(Task requirements):
The output should consist solely of the line containing "drop a point: the car front bumper" and the lines that follow it through the end of the data below.

(Extracted material):

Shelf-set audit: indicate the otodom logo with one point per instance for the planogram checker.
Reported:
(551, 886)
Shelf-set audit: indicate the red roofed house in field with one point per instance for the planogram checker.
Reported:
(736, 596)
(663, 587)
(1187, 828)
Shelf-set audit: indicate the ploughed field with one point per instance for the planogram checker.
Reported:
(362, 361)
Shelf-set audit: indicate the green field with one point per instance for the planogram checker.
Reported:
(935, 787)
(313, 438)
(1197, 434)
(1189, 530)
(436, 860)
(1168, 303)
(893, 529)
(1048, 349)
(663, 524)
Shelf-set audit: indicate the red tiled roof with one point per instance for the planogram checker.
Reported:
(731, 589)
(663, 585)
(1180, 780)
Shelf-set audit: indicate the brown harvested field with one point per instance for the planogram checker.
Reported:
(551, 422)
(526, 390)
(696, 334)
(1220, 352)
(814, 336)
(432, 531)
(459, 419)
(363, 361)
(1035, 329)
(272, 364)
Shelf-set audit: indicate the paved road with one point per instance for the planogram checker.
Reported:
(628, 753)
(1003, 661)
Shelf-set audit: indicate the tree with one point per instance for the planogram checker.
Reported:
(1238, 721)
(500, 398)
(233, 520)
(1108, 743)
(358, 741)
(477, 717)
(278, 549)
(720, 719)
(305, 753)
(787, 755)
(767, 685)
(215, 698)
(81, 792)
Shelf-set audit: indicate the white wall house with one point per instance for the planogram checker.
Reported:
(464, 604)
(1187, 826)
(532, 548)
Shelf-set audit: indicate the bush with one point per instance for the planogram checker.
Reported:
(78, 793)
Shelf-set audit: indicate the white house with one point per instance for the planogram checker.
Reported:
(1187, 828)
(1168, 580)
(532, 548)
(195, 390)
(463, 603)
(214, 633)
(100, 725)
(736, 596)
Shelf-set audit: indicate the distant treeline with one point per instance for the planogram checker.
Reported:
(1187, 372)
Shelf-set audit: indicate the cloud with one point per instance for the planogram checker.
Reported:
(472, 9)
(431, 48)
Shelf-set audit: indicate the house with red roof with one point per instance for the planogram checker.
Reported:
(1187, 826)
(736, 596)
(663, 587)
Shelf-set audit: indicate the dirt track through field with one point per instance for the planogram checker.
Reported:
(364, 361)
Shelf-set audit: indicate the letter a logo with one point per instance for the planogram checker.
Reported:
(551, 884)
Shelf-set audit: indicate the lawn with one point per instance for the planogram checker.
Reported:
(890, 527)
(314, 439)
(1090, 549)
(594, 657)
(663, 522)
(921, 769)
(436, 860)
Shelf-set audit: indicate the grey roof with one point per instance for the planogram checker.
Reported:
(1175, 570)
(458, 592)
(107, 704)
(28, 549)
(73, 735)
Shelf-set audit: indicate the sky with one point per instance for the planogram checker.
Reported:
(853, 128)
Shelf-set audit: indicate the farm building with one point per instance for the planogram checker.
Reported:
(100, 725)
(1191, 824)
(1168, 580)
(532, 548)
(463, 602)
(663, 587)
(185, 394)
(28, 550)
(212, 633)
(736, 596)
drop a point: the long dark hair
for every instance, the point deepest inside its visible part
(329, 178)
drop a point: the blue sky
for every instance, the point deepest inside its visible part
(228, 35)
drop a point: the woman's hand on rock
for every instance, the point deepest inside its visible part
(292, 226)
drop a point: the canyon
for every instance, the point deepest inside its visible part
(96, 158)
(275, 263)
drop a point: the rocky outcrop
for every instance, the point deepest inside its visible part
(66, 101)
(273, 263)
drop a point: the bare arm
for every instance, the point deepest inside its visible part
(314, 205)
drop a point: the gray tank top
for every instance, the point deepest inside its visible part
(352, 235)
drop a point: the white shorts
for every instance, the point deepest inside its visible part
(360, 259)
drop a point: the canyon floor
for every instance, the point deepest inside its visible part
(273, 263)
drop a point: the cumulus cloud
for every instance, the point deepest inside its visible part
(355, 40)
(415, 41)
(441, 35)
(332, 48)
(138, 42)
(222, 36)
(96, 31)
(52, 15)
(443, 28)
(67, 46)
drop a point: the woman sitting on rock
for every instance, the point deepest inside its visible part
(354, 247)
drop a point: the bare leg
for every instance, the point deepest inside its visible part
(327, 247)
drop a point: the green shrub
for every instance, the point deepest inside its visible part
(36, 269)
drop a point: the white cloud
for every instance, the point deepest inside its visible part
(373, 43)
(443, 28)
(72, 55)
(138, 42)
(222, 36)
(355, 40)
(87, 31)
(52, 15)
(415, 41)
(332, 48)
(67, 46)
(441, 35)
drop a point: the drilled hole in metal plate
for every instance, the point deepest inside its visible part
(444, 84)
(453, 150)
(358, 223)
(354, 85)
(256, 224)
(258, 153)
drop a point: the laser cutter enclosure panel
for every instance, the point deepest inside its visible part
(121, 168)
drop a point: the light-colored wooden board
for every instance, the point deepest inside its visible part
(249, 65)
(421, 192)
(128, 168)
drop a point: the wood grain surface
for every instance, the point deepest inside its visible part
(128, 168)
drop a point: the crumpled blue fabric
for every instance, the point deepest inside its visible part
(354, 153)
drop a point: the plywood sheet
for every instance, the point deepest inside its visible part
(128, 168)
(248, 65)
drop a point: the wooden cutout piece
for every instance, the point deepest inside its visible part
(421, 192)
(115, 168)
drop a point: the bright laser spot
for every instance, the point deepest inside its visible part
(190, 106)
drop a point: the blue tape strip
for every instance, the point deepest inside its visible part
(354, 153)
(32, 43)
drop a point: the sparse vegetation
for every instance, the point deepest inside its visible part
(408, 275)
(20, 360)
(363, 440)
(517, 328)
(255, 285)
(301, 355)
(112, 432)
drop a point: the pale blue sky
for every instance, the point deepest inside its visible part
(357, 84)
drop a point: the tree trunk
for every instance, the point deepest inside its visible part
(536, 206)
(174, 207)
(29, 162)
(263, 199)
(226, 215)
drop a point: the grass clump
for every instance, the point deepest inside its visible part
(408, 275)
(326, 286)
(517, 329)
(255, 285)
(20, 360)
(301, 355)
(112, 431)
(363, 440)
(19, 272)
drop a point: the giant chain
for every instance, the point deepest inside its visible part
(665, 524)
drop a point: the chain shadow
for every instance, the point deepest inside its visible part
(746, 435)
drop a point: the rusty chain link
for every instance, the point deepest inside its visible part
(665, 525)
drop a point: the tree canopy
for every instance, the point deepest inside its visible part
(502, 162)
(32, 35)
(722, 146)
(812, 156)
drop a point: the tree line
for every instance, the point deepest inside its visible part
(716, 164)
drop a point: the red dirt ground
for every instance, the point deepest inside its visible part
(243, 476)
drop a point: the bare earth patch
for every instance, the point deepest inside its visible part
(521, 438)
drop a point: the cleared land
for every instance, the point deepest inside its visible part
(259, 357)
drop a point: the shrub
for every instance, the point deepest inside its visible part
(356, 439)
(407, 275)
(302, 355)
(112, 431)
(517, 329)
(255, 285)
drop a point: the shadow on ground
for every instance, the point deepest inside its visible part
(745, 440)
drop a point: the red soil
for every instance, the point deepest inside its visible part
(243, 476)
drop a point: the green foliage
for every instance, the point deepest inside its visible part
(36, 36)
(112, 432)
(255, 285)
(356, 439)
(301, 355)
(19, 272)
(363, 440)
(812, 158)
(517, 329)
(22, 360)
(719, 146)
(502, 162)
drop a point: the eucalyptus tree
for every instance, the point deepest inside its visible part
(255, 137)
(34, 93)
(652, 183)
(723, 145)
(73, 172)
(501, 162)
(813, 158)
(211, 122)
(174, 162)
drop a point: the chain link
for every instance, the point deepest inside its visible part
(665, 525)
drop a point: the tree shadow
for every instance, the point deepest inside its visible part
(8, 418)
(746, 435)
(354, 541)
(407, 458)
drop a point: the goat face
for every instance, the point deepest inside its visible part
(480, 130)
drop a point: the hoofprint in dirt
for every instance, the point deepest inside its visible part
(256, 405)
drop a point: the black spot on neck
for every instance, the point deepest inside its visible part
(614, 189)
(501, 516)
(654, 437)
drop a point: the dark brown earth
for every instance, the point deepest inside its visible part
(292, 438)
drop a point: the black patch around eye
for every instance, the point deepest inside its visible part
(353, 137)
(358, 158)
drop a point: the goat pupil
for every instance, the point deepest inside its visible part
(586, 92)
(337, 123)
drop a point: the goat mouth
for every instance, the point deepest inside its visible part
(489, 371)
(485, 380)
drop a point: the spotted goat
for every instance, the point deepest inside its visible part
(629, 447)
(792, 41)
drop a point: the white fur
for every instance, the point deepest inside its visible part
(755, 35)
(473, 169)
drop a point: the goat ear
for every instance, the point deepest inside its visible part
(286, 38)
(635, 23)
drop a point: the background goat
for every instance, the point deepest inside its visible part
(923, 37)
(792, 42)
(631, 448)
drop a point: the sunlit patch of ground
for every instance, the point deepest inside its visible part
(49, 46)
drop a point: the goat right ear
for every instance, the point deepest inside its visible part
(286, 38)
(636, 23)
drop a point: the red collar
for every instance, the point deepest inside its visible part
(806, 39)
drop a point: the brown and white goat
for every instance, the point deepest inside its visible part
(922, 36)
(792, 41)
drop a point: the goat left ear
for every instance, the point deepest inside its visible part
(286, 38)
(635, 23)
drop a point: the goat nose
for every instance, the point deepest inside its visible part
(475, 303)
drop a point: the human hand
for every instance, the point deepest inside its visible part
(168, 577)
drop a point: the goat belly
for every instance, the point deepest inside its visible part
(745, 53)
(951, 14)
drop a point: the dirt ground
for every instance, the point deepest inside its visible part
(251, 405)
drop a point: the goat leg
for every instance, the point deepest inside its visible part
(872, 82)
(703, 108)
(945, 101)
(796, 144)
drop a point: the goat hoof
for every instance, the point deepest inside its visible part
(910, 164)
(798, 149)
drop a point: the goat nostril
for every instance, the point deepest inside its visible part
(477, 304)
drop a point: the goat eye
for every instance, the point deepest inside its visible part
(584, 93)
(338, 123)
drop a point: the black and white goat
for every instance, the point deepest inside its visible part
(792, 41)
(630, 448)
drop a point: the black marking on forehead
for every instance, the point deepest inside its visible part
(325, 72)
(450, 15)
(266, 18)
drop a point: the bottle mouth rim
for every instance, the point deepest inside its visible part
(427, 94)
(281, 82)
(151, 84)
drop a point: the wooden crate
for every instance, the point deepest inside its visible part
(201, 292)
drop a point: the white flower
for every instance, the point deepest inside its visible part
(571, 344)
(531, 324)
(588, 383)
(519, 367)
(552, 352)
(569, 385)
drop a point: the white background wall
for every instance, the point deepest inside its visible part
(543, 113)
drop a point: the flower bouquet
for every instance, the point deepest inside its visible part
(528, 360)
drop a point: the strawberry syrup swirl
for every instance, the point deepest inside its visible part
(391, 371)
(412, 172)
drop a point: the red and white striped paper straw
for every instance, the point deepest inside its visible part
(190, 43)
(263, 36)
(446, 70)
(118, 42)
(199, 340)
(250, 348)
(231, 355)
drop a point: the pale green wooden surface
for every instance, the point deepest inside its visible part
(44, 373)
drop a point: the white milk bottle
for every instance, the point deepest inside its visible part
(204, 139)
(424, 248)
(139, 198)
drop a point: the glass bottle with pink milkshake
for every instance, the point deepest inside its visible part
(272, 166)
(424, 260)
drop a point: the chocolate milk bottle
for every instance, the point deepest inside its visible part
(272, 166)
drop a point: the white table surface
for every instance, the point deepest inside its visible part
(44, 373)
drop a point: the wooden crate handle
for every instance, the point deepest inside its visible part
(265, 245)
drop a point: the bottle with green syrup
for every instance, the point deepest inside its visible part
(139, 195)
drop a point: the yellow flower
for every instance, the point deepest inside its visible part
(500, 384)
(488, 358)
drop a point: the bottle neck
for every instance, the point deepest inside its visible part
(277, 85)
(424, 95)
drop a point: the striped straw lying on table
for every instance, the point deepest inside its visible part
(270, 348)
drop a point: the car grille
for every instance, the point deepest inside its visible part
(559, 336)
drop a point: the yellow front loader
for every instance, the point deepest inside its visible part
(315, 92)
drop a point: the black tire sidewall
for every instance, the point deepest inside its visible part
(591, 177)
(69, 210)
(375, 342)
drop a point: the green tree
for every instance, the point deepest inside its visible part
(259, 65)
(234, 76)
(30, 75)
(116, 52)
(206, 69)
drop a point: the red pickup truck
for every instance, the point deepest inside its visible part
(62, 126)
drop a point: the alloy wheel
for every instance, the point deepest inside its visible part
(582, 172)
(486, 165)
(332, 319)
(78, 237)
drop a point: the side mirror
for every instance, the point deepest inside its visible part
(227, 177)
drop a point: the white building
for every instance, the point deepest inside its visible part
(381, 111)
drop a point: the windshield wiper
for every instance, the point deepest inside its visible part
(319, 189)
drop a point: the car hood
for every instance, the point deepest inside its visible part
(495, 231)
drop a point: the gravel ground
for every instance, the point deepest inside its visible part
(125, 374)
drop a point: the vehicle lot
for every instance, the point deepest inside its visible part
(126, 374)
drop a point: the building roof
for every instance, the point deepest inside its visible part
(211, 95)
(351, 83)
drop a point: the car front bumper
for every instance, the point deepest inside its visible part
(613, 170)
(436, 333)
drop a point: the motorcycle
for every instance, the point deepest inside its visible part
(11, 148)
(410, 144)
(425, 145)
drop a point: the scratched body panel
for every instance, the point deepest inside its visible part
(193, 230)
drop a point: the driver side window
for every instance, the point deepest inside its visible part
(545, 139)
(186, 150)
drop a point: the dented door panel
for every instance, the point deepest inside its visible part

(The result):
drop a point: the car front bumper
for every instance, the point deepest inside its visible part
(613, 170)
(436, 333)
drop a point: the motorcycle
for every instance, the point deepest inside its visible part
(11, 148)
(410, 144)
(425, 145)
drop a point: the scratched body panel
for every instance, the point deepest inside its visible part
(193, 230)
drop a point: the driver side window
for every instance, the point deepest inside its visible part
(545, 139)
(186, 150)
drop a point: the dented door panel
for every instance, the point deepest inside its visible part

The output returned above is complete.